● **Exercise inputs**:
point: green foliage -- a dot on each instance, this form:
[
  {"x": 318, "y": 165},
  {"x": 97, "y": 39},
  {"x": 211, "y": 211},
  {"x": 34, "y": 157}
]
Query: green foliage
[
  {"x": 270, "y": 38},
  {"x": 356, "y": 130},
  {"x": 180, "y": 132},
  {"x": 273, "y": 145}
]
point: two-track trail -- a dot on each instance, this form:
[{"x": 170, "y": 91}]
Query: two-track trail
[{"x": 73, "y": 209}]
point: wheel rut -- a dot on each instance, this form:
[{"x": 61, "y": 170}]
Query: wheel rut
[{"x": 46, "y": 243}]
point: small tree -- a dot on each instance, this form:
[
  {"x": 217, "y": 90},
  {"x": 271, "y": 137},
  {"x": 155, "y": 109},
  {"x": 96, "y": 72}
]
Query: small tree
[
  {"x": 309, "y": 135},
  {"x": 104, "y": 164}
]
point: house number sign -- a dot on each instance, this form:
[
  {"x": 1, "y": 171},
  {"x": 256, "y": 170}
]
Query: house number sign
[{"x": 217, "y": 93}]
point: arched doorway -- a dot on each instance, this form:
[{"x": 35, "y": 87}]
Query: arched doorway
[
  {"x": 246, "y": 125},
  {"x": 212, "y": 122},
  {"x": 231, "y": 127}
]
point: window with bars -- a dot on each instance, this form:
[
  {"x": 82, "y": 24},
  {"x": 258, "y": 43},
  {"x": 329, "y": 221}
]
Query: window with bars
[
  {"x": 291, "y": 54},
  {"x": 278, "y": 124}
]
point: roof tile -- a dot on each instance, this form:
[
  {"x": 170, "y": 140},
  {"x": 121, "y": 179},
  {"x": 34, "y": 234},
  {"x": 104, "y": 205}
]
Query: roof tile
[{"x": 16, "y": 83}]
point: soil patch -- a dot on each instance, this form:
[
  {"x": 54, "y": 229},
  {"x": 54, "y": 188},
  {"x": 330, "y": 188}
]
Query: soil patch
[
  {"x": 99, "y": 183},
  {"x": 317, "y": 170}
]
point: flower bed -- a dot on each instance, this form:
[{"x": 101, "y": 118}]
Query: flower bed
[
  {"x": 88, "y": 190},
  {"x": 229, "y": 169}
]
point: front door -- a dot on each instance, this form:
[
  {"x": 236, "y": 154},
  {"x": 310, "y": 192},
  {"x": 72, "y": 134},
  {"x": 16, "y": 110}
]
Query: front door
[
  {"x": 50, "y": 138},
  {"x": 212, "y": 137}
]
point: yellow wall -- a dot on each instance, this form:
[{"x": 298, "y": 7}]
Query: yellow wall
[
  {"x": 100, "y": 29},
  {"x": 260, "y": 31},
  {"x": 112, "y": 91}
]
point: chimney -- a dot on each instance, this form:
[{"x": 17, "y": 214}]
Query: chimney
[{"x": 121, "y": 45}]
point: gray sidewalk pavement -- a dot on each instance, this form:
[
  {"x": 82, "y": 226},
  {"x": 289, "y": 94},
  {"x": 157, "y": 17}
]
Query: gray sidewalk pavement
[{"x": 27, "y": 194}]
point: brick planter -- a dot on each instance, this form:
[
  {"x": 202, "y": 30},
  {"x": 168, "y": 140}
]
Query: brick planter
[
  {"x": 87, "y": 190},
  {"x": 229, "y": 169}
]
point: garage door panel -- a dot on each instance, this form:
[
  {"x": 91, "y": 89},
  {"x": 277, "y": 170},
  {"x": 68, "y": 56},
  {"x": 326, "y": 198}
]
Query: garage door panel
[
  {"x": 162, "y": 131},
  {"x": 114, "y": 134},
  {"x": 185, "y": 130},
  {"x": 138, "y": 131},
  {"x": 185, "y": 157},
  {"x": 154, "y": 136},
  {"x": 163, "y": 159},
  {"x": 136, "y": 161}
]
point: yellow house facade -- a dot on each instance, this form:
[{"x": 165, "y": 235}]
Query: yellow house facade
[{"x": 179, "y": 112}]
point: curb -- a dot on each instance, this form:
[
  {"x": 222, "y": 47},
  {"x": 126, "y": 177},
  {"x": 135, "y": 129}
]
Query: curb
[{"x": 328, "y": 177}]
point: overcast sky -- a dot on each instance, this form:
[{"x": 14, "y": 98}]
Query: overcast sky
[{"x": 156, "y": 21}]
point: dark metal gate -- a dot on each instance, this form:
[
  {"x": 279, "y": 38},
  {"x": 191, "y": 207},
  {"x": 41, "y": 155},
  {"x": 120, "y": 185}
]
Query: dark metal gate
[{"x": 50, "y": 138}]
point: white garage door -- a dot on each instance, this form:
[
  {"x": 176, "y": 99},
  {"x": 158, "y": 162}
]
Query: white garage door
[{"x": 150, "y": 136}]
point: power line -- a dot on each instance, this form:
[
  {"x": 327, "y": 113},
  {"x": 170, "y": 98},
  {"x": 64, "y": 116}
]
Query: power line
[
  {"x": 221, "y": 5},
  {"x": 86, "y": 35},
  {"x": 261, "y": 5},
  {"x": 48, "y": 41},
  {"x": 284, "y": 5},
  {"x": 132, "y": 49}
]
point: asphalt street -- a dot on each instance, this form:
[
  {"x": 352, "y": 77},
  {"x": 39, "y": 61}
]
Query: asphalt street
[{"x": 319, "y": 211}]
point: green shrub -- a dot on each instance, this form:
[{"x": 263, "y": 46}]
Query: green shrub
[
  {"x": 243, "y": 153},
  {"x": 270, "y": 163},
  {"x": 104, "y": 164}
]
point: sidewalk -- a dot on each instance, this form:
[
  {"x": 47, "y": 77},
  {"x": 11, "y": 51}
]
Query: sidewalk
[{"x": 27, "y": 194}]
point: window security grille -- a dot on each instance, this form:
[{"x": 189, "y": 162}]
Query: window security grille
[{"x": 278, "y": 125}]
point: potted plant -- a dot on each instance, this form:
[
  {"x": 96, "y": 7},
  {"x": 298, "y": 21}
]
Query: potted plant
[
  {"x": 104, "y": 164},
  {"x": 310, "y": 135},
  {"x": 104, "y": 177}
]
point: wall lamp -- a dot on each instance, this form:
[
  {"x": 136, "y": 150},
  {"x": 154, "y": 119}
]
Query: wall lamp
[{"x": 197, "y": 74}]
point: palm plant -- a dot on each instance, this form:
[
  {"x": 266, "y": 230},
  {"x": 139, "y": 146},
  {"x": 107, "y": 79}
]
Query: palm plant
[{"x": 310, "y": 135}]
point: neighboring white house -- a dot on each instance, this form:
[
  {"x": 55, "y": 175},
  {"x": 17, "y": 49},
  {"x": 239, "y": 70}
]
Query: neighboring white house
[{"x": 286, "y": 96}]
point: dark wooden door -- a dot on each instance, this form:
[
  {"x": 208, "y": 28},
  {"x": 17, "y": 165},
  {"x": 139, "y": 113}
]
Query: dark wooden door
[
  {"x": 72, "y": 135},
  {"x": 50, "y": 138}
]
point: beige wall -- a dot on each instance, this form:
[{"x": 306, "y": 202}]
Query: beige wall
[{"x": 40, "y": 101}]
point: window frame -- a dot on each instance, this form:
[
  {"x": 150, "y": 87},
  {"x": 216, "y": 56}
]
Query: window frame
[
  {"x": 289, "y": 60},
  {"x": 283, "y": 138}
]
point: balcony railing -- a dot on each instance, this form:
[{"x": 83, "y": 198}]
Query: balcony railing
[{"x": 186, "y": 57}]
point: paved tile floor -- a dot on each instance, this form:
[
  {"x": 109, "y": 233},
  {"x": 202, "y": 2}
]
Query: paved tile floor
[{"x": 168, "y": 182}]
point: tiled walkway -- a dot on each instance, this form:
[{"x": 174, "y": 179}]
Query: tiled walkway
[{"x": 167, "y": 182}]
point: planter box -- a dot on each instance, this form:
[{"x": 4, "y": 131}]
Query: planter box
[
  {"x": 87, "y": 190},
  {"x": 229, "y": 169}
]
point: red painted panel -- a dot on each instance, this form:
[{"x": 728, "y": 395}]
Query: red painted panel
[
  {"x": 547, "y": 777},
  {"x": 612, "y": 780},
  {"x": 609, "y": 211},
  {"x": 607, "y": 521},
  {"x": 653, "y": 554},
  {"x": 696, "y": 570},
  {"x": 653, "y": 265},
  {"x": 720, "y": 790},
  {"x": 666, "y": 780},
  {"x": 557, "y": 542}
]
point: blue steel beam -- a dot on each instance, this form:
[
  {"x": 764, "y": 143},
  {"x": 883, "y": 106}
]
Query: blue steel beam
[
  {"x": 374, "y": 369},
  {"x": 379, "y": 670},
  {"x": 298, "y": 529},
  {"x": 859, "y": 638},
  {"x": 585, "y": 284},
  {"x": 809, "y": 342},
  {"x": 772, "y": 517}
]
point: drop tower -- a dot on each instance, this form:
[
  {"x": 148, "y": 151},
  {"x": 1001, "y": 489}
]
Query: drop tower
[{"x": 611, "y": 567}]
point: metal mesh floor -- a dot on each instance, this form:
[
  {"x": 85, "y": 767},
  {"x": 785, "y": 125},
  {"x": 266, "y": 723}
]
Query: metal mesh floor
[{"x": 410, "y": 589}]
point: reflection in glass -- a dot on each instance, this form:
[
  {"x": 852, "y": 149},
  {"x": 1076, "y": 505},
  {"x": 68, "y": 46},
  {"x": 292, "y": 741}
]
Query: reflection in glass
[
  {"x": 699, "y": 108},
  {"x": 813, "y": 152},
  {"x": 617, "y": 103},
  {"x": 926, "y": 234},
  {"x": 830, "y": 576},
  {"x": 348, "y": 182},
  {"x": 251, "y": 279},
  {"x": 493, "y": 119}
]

● **What this task involves**: All lines from the line containing "point: blue steel" through the end of the listing above are to be duplicated exactly; include both ends and nothing further.

● **Written solution**:
point: blue steel beam -- a dot on each instance, this form:
[
  {"x": 764, "y": 143},
  {"x": 883, "y": 106}
]
Query: blue steel beam
[
  {"x": 374, "y": 369},
  {"x": 379, "y": 670},
  {"x": 298, "y": 529},
  {"x": 859, "y": 638},
  {"x": 585, "y": 284},
  {"x": 809, "y": 342},
  {"x": 772, "y": 517}
]
point: drop tower -- a dot on each instance, this form:
[
  {"x": 148, "y": 151},
  {"x": 1001, "y": 489}
]
Query: drop tower
[{"x": 611, "y": 567}]
point: metal mesh floor -- a dot on each instance, this form:
[
  {"x": 85, "y": 767},
  {"x": 785, "y": 125},
  {"x": 266, "y": 723}
]
Query: metal mesh floor
[{"x": 410, "y": 589}]
point: reflection in glass -- a dot on each instance, this form:
[
  {"x": 852, "y": 149},
  {"x": 1076, "y": 505},
  {"x": 68, "y": 46},
  {"x": 292, "y": 741}
]
Query: reflection in glass
[
  {"x": 699, "y": 108},
  {"x": 813, "y": 152},
  {"x": 617, "y": 103},
  {"x": 926, "y": 234},
  {"x": 830, "y": 576},
  {"x": 348, "y": 182},
  {"x": 251, "y": 279},
  {"x": 493, "y": 119}
]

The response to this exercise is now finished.